_EXERCISE REQUIREMENTS_
**1)** Return the passage from the assemblage article below, between "The origin of the artform" and "the late 1930s.", inclusive.
**2)** In the assemblage article below, what title did Jean Dubuffet give his series of collages of butterfly wings?
**3)** Carry on the article about assemblage art below, starting after its last sentence.

_READING TEXT_
★ ★ ★ ★ ★
Assemblage (art)

Assemblage is an artistic process. In the visual arts, it consists of making three-dimensional or two-dimensional artistic compositions by putting together found objects. [1] In literature, assemblage refers to a text "built primarily and explicitly from existing texts in order to solve a writing or communication problem in a new context".[2]

The origin of the artform dates to the cubist constructions of Pablo Picasso circa 1912-1914. [3] The origin of the word (in its artistic sense) can be traced back to the early 1950s, when Jean Dubuffet created a series of collages of butterfly wings, which he titled assemblages d'empreintes. However, both Marcel Duchamp and Pablo Picasso had been working with found objects for many years prior to Dubuffet. They were not alone. Russian artist Vladimir Tatlin creates his "counter-reliefs" in the middle of 1910s. Alongside Tatlin, the earliest woman artist to try her hand at assemblage was Elsa von Freytag-Loringhoven, the Dada Baroness. In addition, one of the earliest and most prolific was Louise Nevelson, who began creating her sculptures from found pieces of wood in the late 1930s.
★ ★ ★ ★ ★
_ENTRIES SUPPLIED_
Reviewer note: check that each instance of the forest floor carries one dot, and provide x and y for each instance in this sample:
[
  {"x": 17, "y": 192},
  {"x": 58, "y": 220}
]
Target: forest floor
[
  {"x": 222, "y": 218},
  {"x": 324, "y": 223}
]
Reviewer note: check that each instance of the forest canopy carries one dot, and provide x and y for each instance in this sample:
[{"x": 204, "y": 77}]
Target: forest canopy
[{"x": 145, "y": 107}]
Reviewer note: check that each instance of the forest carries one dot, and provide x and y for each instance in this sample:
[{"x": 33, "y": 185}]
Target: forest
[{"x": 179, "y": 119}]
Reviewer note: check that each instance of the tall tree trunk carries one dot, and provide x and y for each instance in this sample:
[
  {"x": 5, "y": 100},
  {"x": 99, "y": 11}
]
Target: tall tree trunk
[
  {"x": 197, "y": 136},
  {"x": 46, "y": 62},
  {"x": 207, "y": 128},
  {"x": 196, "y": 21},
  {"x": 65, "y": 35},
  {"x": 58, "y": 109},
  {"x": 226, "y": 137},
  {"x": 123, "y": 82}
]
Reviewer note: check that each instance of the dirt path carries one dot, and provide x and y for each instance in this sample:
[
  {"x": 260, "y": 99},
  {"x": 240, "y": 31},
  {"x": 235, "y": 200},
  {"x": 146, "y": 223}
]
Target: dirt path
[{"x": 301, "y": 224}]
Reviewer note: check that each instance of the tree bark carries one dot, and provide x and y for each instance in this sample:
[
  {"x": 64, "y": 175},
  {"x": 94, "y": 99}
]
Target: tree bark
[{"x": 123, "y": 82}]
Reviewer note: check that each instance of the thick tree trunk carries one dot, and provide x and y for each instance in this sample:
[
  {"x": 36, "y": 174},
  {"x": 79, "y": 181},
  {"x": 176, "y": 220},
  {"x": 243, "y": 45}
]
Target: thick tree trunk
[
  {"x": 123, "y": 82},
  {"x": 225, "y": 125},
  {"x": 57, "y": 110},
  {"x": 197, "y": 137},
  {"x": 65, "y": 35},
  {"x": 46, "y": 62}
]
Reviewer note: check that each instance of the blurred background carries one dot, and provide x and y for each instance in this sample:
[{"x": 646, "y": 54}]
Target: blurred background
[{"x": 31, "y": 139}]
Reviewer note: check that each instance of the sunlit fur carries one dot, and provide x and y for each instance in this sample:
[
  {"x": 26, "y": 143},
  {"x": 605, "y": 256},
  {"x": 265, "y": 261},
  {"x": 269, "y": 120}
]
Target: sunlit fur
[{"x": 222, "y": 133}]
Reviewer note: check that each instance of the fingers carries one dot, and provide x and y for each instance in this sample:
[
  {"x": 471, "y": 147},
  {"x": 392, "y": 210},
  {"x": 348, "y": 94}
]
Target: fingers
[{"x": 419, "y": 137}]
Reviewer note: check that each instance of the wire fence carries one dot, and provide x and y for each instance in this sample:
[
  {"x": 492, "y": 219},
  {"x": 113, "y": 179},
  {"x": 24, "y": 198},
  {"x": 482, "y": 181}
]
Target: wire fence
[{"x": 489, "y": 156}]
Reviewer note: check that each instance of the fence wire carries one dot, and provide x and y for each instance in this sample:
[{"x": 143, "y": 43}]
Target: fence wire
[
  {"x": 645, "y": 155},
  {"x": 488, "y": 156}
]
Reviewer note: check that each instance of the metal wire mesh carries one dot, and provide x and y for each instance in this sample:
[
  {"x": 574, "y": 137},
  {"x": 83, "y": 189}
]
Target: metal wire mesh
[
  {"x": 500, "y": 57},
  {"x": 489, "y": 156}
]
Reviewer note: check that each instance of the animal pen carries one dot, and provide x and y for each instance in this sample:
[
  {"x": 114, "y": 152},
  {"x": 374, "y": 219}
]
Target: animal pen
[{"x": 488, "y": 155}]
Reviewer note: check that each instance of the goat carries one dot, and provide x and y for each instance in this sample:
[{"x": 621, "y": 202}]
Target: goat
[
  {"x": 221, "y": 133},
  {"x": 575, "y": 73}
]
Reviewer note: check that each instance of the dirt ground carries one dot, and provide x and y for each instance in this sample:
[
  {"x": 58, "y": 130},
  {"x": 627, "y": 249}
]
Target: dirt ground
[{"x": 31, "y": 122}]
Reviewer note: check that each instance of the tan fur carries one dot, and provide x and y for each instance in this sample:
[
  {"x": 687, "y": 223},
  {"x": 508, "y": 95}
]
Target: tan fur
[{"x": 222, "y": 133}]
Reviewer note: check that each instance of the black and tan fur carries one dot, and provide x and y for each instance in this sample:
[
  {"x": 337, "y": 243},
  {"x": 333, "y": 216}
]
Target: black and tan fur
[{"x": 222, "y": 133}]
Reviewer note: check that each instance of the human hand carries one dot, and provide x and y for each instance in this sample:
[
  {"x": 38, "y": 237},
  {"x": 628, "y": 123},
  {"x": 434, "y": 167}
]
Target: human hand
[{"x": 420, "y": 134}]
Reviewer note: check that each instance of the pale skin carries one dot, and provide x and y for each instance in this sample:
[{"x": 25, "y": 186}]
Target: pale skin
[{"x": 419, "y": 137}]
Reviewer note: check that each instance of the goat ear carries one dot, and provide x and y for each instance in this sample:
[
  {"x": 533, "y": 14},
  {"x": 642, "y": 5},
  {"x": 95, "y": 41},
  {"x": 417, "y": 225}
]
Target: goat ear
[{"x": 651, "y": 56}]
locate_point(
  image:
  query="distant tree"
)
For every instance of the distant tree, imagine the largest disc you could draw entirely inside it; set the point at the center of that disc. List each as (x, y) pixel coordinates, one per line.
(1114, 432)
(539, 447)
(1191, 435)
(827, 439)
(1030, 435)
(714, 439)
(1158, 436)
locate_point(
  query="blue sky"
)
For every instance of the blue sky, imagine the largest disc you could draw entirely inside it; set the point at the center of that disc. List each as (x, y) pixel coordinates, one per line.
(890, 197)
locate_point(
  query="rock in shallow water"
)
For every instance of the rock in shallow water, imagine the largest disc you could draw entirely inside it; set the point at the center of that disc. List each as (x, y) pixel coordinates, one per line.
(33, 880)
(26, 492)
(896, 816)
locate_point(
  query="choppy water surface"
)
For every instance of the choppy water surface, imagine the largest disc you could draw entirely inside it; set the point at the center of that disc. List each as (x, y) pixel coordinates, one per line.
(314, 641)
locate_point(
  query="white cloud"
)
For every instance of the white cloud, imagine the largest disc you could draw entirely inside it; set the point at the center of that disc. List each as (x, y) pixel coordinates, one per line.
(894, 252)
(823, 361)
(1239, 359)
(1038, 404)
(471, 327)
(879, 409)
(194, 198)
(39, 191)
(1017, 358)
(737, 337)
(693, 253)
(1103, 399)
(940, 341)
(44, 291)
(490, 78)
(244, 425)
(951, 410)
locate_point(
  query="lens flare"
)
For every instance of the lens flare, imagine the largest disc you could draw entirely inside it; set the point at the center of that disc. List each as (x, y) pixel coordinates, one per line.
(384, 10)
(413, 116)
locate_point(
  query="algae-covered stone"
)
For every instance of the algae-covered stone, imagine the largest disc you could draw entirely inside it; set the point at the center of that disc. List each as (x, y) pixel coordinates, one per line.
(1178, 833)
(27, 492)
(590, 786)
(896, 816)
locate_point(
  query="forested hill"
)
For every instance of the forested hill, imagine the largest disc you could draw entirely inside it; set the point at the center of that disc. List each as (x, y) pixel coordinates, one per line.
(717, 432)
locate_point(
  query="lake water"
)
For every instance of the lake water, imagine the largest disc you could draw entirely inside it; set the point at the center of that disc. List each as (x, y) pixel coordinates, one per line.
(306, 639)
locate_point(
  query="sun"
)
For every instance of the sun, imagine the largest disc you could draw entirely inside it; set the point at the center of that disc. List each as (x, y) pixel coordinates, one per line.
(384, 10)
★ ★ ★ ★ ★
_SET OF ANSWERS_
**1)**
The origin of the artform dates to the cubist constructions of Pablo Picasso circa 1912-1914. [3] The origin of the word (in its artistic sense) can be traced back to the early 1950s, when Jean Dubuffet created a series of collages of butterfly wings, which he titled assemblages d'empreintes. However, both Marcel Duchamp and Pablo Picasso had been working with found objects for many years prior to Dubuffet. They were not alone. Russian artist Vladimir Tatlin creates his "counter-reliefs" in the middle of 1910s. Alongside Tatlin, the earliest woman artist to try her hand at assemblage was Elsa von Freytag-Loringhoven, the Dada Baroness. In addition, one of the earliest and most prolific was Louise Nevelson, who began creating her sculptures from found pieces of wood in the late 1930s.

**2)** Assemblages d'empreintes.

**3)**
In 1961, the exhibition "The Art of Assemblage" was featured at the New York Museum of Modern Art. The exhibition showcased the work of early twentieth century European artists such as Braque, Dubuffet, Marcel Duchamp, Picasso, and Kurt Schwitters alongside Americans Man Ray, Joseph Cornell and Robert Rauschenberg, and also included less well known American West Coast assemblage artists such as George Herms, Bruce Conner and Edward Kienholz. William C Seitz, the curator of the exhibition, described assemblages as being made up of preformed natural or manufactured materials, objects, or fragments not intended as art materials.[4]

Contents

Artists primarily known for assemblage

References

  1. ^ About.com art history Retrieved March 30, 2011
  2. ^ Selber and Johnson-Eilola, Plagiarism, Originality, Assemblage, Computers and Composition, Vol. 24, No. 4. (2007), pp. 375-403
  3. ^ The Guitar, MoMA
  4. ^ William C. Seitz, The Art of Assemblage, Doubleday (1962)
  5. ^ Deborah Solomon, Utopia Parkway: The Life and Work of Joseph Cornell, New York: Farrar, Straus & Giroux (1997).
  6. ^ Kienholz: 11 + 11 Tableaux, Moderna Museet, Stockholm, Sweden, n.d.
  7. ^ Galerie Gambit Panphlet, Drury, Richard. (2000)
  8. ^ Biographical Note, The Louise Nevelson Papers, Archives of American Art, Smithsonian Institution.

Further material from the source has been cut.